**TASK REQUIREMENTS:**
List every line of the listing below that contains the word "white". Matching is case-sensitive.

Entries on locating named things
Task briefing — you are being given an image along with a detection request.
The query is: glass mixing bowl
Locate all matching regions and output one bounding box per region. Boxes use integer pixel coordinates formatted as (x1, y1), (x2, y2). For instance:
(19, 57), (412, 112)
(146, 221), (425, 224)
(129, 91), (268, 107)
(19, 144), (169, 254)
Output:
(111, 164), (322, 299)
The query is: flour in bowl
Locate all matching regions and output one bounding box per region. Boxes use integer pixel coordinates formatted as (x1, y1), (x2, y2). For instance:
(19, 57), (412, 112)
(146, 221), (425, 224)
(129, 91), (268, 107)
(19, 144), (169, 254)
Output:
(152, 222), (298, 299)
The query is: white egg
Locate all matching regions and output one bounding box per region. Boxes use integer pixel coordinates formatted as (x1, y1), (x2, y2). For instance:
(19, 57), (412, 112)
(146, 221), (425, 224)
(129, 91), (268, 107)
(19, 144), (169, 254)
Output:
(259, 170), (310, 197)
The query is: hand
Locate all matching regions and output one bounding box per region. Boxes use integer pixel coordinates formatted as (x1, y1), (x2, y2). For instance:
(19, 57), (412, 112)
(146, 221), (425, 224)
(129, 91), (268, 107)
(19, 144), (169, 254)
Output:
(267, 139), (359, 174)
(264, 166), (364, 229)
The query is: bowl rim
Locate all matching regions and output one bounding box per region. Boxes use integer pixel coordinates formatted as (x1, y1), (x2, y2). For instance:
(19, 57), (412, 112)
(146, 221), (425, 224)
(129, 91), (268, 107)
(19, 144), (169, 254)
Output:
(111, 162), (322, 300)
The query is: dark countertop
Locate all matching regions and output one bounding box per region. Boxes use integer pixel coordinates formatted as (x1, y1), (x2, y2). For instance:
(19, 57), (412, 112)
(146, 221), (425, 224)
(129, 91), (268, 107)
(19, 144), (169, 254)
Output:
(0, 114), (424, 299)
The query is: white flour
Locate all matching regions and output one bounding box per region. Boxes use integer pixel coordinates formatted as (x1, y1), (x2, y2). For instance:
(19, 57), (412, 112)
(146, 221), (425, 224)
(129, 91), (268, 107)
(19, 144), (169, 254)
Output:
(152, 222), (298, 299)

**EXERCISE ANSWER:**
The query is: white egg
The query is: white flour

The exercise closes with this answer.